**Stored data entries:**
▶

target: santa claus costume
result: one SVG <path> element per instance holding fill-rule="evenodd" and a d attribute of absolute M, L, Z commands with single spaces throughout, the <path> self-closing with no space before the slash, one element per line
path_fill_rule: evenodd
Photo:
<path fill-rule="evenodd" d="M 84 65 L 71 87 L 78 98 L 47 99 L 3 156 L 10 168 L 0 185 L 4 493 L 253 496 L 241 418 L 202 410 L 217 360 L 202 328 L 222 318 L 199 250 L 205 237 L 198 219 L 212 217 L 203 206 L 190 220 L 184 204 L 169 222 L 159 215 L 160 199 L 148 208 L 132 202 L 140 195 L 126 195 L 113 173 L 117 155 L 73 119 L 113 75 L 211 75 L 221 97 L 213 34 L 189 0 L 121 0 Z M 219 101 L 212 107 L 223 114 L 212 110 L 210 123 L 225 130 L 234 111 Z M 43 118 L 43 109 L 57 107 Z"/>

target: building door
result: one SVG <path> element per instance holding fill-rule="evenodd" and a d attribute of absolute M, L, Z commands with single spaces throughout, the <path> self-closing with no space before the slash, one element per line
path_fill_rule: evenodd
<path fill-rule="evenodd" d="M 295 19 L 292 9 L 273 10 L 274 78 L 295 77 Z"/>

◀
▶

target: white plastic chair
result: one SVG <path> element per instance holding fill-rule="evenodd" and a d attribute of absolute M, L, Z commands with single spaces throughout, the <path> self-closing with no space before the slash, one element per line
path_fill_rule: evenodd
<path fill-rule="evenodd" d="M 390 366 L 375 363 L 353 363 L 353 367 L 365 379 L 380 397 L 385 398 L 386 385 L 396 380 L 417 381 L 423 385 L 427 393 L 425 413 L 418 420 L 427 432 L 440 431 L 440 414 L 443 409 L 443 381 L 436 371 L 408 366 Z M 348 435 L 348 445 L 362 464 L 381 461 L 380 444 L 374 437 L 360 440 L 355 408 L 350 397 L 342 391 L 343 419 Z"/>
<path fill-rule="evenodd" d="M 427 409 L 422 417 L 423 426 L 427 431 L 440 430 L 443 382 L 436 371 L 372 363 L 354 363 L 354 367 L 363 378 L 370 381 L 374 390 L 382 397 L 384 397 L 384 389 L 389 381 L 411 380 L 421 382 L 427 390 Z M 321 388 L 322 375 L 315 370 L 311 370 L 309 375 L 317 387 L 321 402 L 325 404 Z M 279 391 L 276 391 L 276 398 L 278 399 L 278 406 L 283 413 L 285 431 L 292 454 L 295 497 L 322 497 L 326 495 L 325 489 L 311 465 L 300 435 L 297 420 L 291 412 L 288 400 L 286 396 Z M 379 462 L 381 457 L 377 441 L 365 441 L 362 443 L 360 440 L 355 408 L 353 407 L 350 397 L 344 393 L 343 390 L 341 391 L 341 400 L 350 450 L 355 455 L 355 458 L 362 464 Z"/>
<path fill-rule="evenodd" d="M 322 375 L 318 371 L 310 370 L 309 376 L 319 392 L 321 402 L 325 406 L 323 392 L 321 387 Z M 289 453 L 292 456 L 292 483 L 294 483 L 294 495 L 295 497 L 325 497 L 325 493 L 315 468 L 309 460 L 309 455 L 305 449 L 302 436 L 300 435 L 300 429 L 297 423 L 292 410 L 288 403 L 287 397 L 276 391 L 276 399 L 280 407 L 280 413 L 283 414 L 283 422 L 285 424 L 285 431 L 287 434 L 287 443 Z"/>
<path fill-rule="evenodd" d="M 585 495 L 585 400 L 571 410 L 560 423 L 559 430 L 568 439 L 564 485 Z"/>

◀

**Exercise details:**
Rewrite the listing as a two-column CSV with the headers input and output, starting with the line containing "target: building door" and going on through the line containing "295 19 L 292". Give one row for each input and its output, with each in a single quoted field and line breaks turned into spaces.

**Task answer:**
input,output
"target: building door result: one SVG <path> element per instance holding fill-rule=""evenodd"" and a d attribute of absolute M, L, Z commands with single spaces throughout, the <path> self-closing with no space before the slash, one element per line path_fill_rule: evenodd","<path fill-rule=""evenodd"" d=""M 295 19 L 292 9 L 273 10 L 274 78 L 295 77 Z""/>"